### DIRECTIONS FOR THIS TASK
Retype the data exactly, so that every line matches the original.
* * * *
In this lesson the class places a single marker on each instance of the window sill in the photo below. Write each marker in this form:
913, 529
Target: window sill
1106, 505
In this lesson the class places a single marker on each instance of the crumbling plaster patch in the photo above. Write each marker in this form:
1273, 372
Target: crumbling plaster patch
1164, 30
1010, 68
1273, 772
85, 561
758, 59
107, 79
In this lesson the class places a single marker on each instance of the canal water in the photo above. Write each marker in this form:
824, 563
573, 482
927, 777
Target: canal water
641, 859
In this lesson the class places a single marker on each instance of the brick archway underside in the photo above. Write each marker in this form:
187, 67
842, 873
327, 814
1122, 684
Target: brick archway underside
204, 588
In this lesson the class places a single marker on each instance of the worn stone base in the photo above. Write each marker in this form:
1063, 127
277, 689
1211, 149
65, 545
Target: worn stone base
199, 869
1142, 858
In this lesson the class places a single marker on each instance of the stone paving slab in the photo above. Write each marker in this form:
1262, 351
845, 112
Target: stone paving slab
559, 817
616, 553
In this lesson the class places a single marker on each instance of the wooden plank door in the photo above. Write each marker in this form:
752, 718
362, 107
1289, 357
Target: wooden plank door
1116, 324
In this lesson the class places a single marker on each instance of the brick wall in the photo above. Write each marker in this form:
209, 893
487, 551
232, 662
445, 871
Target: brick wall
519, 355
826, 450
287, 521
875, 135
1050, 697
* * * *
### OUTPUT FOR THIS EXERCISE
In this lesson the class places a single marker on each instance of the window sill in the photo below. Write each marker in this form:
913, 529
Target: window sill
1106, 505
In this lesson the class places a single marker on each instance of the crumbling plaster patch in the photo above. Write each marker in this form:
1273, 372
Target: crumbling plaster patch
1164, 30
1010, 68
1273, 772
85, 561
758, 59
107, 79
In this lesson the class places a single marker on each instance of the canal water in the photo above. Write each marker in this form:
824, 563
573, 482
927, 777
Target: canal water
641, 859
In this lesson the class places a single marker on each instance of the brick archway underside in the photo above. Write each marker in this form:
187, 67
842, 873
327, 814
1122, 684
Target: brick archway underside
204, 588
In this lesson the class places a single marker on each instance of the worn stone base in the photo above. Write each marker in this form:
1063, 127
277, 689
1211, 149
65, 545
Target: worn stone base
199, 869
1142, 858
In this lesson the class places a single marker on each instance of the stone paving slab in the photo above. Write each marker in this form:
1262, 351
845, 112
Target: stone paving slab
559, 817
616, 553
In this lesson the class places a single marker on each instance of the wooden plank door in the photo above. Write each marker in this form:
752, 718
362, 107
1289, 357
Target: wooden plank door
1116, 324
In this lesson the class places a single marker on each instance of the brick wall in the photo above. Write each marker in this form:
209, 893
487, 551
232, 662
445, 871
Target: brick wall
519, 355
826, 450
287, 521
875, 135
1050, 697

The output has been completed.